▶ [Source text]
Anyone who was thinking of calling in a vote to banish Eddie this week has to be writhingly uncomfortable.
Next, Jamie is in the Red Room. In that close-up camera, with her big forehead, extra-heavy coat of glossy lipstick and wide jaw, she looks a lot like a drag queen.
That $50,000 didn't seem real, Jamie tells Big Brother. But with a little time, all the shut-ins are thinking what good the money could do. She still has student loans to pay off, for instance. But she's going to be an actress, she notes, so the air time is more important than cash money.
She says that the only way that she could be bought is if "Big Brother" would give George $100,000 for her to leave -- that way, she would be sending his daughters to college.
Big Brother immediately calls her on her bullshit.
"So if you win first place and half a million are you going to give part of that to George?"
"Um, that's an interesting question," she says. "I have no idea."
In the next scene, there's another plane towing a message around the sky outside. This one says: "Josh knows why we fly anti-George banners."
On Wednesday, Brittany told Josh that George's wife and town are systematically banishing residents. As it happens, this isn't really true. But now Josh has a big secret that he's keeping from the other hamsters.
Cassandra sees it and points it out to Curtis. "I feel like I'm in the middle of some huge mystery," he says. If only.
Eddie and Josh see the banner too, and the discussion turns to whether or not to tell George. They think he's gonna freak out.
They decide to lie to him and tell him that "Big Brother" doesn't want him to go outside.
All the houseguests pretend like they're not paying any attention to the plane and try to distract him with phony small talk. The result is like something out of a really, really bad sitcom. "Home Improvement," say.
"Where are the eggs?"
"Want some beans?"
"Jamie, what did the doctor say about your stress level?"
"Stress level"? In the House of Somnambulance?
Even George can see through this. He goes to the window, squints and sees the plane.
He goes into the Red Room and gets mad.
"What's going on with this airplane scene?" he demands.
Big Brother says he doesn't know.
"It's starting to get to me a little bit," he says. "If anything, this airplane man is making the chicken man more pissed off."
George, who tried to make his own banner to talk back to the plane yesterday, is under the impression that the pilot of the airplane is on a one-man crusade to ruin him. It doesn't occur to him that people who fly planes like this are merely hirelings -- in this case, of slightly unhinged viewers.
"I'm thinking let him fly his damn plane," George says. "I'm starting to get pissed now and the more you make me pissed the more I'm going to hang in there. I'm a lot stronger than the damn airplane man. This bub out there wants me to quit, and I'm not going to quit. You can tell him that."

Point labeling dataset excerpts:
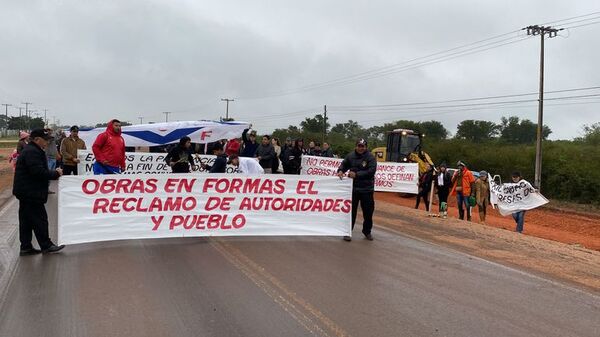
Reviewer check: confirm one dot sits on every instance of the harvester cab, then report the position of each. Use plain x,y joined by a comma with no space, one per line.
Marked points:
404,145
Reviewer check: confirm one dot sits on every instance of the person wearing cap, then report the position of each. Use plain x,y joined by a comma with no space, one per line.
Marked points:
519,216
243,165
250,144
220,164
109,150
68,150
326,151
265,154
180,157
482,194
462,186
361,167
30,187
443,181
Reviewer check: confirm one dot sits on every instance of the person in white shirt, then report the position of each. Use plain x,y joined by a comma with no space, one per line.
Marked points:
245,165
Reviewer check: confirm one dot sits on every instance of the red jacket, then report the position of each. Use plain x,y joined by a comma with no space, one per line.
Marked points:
109,147
233,147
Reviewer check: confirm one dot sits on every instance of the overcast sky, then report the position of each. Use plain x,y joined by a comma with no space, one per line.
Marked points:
89,61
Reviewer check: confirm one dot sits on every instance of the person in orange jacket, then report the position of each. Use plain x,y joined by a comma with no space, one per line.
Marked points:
462,186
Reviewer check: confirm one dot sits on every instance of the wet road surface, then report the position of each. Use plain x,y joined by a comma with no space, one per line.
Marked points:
393,286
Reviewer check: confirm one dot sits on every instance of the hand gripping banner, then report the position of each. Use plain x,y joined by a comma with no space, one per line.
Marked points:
102,208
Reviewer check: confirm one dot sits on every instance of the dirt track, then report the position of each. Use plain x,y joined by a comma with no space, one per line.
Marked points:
570,227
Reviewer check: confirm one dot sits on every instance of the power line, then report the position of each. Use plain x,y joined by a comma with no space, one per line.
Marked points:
462,99
384,71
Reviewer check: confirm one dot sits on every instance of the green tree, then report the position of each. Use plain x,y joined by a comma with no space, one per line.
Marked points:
514,130
591,134
477,131
314,125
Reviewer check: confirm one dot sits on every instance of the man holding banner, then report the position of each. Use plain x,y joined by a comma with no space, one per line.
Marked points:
361,167
109,150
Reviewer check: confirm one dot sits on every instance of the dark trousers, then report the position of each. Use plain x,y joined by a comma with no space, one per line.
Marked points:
367,205
425,195
69,170
443,196
33,217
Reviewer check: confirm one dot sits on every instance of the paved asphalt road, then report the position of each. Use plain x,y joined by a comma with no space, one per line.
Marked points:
393,286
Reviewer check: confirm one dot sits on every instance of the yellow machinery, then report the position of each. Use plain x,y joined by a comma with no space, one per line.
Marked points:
404,146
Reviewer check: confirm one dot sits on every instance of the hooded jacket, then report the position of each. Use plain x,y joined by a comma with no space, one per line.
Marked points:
109,147
467,180
365,166
32,175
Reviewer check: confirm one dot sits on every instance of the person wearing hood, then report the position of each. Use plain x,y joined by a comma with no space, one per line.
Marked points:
180,157
220,165
68,150
265,153
425,181
30,187
443,180
482,194
250,144
361,167
462,186
109,150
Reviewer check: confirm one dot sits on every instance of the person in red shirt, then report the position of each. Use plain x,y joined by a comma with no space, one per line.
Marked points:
233,147
109,150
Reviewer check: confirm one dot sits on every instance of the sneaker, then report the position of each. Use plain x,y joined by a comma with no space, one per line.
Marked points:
52,249
30,251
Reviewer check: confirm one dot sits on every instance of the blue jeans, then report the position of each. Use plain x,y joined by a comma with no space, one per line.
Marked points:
51,164
460,201
519,219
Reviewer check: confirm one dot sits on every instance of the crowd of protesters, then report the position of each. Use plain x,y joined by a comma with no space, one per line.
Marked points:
44,155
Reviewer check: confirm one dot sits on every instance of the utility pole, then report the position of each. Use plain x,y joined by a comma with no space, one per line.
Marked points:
6,109
227,100
324,123
20,117
542,31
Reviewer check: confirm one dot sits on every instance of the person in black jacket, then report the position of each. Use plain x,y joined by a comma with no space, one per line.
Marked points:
425,181
443,183
361,166
220,164
30,186
180,157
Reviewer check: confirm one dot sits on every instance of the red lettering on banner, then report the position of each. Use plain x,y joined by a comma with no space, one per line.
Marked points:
300,189
156,220
216,202
181,184
121,186
244,185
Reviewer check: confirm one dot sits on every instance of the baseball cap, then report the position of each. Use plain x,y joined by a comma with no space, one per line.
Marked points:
361,141
232,157
40,133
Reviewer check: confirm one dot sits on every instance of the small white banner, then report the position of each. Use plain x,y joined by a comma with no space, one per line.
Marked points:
154,163
390,177
515,197
118,207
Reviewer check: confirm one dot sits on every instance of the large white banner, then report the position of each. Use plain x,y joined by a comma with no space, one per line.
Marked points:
117,207
390,177
154,163
171,132
515,197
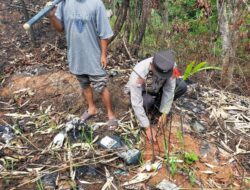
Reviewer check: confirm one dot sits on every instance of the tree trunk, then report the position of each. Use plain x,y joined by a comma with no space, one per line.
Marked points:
122,15
146,10
26,16
228,15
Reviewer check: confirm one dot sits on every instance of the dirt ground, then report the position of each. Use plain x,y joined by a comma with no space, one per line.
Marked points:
34,78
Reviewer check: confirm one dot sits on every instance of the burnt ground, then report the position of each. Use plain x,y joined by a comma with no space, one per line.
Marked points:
38,95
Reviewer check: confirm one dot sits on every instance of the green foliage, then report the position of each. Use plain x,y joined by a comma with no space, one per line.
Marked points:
173,165
192,68
191,177
190,157
180,138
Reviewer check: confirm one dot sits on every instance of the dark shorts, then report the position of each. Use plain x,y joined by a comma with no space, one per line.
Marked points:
98,83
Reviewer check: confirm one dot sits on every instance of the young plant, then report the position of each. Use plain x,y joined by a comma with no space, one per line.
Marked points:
191,177
180,138
173,166
190,157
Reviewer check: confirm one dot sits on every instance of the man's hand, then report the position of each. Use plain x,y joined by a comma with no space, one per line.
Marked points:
53,11
162,120
104,61
148,133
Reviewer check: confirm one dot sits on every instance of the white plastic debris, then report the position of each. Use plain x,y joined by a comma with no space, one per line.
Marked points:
167,185
58,140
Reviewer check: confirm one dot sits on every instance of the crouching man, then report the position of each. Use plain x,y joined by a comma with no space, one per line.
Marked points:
154,84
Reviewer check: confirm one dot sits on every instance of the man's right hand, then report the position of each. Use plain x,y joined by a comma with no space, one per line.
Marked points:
52,13
151,138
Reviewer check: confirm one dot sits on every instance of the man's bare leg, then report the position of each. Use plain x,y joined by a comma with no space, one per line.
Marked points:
107,103
88,94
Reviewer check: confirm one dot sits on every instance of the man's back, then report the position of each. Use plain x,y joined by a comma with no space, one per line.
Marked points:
85,23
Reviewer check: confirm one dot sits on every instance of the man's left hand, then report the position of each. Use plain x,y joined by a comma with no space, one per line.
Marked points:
162,120
104,61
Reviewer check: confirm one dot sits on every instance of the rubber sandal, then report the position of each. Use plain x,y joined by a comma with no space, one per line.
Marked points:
86,115
112,124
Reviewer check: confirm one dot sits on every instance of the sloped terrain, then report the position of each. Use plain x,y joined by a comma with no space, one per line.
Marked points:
205,144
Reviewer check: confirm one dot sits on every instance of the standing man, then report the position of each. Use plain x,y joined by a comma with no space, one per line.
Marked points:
154,84
87,30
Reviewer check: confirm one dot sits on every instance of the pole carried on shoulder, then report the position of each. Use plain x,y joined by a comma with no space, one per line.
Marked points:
40,14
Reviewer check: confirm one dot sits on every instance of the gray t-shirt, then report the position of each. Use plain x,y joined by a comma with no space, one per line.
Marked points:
85,23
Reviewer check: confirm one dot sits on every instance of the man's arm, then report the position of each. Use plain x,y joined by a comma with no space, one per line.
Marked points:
104,47
56,23
168,95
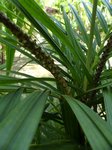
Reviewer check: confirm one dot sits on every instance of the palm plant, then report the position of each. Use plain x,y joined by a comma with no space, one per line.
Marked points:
73,108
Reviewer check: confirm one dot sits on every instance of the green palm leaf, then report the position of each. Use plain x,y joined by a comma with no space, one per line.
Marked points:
97,131
19,125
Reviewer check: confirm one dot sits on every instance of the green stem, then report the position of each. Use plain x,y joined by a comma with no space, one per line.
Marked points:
89,53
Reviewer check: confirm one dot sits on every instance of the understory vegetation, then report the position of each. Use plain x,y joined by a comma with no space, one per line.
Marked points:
72,109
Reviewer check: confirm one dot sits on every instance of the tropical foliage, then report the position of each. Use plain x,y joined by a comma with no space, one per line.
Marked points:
71,109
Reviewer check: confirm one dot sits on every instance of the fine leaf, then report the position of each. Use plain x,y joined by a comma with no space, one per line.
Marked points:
97,131
18,127
107,92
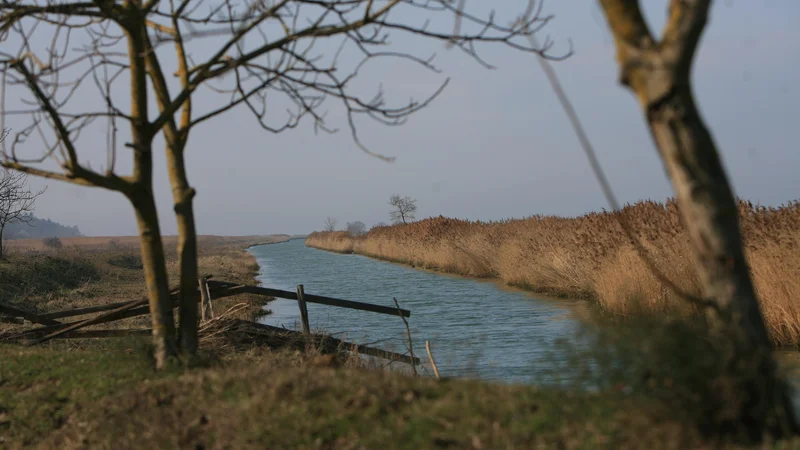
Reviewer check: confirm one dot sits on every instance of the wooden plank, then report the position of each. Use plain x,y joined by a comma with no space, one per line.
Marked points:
331,343
311,298
83,311
35,318
301,302
204,298
90,309
136,311
92,334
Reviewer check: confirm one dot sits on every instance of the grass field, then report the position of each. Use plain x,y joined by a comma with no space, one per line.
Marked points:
591,257
90,271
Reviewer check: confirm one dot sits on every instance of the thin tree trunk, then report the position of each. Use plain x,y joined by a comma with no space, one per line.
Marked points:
708,210
141,194
183,196
659,74
155,271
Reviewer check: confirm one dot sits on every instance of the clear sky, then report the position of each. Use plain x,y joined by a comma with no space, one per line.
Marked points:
496,143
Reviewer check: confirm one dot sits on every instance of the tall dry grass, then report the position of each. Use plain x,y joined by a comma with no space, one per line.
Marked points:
591,257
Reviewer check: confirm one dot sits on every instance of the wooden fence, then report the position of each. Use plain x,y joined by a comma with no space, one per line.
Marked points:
53,328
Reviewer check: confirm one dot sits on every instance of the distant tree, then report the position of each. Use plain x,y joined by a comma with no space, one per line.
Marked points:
356,228
330,224
40,228
16,201
403,208
657,68
53,242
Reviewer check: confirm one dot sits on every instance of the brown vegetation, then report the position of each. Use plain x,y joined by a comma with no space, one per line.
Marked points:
590,256
91,271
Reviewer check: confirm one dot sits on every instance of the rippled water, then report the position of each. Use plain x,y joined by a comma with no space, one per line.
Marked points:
477,328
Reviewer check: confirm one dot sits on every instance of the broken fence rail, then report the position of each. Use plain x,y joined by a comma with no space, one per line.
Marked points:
235,289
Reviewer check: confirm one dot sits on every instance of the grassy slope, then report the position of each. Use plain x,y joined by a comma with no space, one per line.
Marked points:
591,257
112,399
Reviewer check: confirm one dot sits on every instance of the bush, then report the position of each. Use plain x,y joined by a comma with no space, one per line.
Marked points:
53,242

▶ [Short task 1]
Answer these questions from the Big Brother recap:
(a) How much money would Big Brother have to give George for Jamie to agree to leave?
(b) What message does the plane tow around the sky?
(c) What lie do the houseguests decide to tell George?
▶ [Short task 2] Reproduce word for word the stretch of the Big Brother recap from "Cassandra sees it" through "sees the plane.".
▶ [Short task 3] List every quoted line of phony small talk that the Big Brother recap gives from the houseguests' attempt to distract George.

▶ [Written response 1]
(a) $100,000
(b) "Josh knows why we fly anti-George banners."
(c) That "Big Brother" doesn't want him to go outside.

▶ [Written response 2]
Cassandra sees it and points it out to Curtis. "I feel like I'm in the middle of some huge mystery," he says. If only.
Eddie and Josh see the banner too, and the discussion turns to whether or not to tell George. They think he's gonna freak out.
They decide to lie to him and tell him that "Big Brother" doesn't want him to go outside.
All the houseguests pretend like they're not paying any attention to the plane and try to distract him with phony small talk. The result is like something out of a really, really bad sitcom. "Home Improvement," say.
"Where are the eggs?"
"Want some beans?"
"Jamie, what did the doctor say about your stress level?"
"Stress level"? In the House of Somnambulance?
Even George can see through this. He goes to the window, squints and sees the plane.

▶ [Written response 3]
"Where are the eggs?"
"Want some beans?"
"Jamie, what did the doctor say about your stress level?"